## Exercise description
Recast every one of the rows below as a numbered list, omitting any blank lines.

## Records provided
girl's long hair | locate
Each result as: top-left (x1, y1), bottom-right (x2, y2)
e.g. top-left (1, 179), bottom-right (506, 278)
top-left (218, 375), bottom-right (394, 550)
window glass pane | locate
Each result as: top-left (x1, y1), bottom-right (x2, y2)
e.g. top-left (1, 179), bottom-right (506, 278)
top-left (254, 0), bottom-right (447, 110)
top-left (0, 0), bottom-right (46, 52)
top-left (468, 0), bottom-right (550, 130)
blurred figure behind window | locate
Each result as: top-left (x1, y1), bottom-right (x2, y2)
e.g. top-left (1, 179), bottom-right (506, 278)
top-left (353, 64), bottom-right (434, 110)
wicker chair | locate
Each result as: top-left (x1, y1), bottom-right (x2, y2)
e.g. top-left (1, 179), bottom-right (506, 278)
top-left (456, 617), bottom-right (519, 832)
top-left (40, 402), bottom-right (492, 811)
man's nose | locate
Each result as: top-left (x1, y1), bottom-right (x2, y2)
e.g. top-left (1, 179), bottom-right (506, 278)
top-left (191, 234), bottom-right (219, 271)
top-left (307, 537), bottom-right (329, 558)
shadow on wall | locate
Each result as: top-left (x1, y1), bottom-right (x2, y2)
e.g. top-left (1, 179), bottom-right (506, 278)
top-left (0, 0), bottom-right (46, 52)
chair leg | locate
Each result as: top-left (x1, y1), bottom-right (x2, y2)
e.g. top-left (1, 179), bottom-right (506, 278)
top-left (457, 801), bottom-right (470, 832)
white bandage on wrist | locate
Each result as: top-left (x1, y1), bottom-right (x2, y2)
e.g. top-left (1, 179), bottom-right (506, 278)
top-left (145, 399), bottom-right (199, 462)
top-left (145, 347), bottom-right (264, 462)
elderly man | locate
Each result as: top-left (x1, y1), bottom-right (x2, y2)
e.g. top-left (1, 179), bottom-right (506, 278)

## Final answer
1. girl's long hair | locate
2. Each result as: top-left (x1, y1), bottom-right (x2, y2)
3. e.g. top-left (1, 179), bottom-right (506, 278)
4. top-left (218, 375), bottom-right (394, 550)
5. window glass pane | locate
6. Each result as: top-left (x1, y1), bottom-right (x2, y2)
7. e.g. top-left (1, 179), bottom-right (506, 278)
8. top-left (254, 0), bottom-right (447, 110)
9. top-left (0, 0), bottom-right (46, 52)
10. top-left (468, 0), bottom-right (550, 130)
11. blurred figure behind window | locate
12. Each result as: top-left (x1, y1), bottom-right (x2, y2)
13. e.g. top-left (1, 179), bottom-right (506, 278)
14. top-left (353, 64), bottom-right (434, 110)
15. wicker chair | locate
16. Each result as: top-left (x1, y1), bottom-right (x2, y2)
17. e.g. top-left (1, 179), bottom-right (506, 278)
18. top-left (456, 617), bottom-right (519, 832)
19. top-left (40, 402), bottom-right (492, 811)
20. man's nose | locate
21. Each result as: top-left (x1, y1), bottom-right (x2, y2)
22. e.g. top-left (1, 179), bottom-right (506, 278)
23. top-left (191, 234), bottom-right (219, 271)
24. top-left (307, 537), bottom-right (329, 558)
25. shadow on wall | locate
26. Each result as: top-left (x1, y1), bottom-right (x2, y2)
27. e.g. top-left (1, 179), bottom-right (506, 278)
28. top-left (0, 0), bottom-right (46, 52)
29. chair leg | locate
30. Each result as: top-left (x1, y1), bottom-right (x2, y2)
31. e.g. top-left (1, 179), bottom-right (506, 278)
32. top-left (457, 801), bottom-right (470, 832)
33. white bandage on wrist | locate
34. Each result as: top-left (x1, y1), bottom-right (x2, y2)
35. e.g. top-left (1, 179), bottom-right (506, 278)
36. top-left (145, 399), bottom-right (199, 462)
37. top-left (145, 347), bottom-right (264, 462)
38. elderly man | locate
39. Each result as: top-left (x1, y1), bottom-right (x2, y2)
40. e.g. top-left (1, 179), bottom-right (506, 278)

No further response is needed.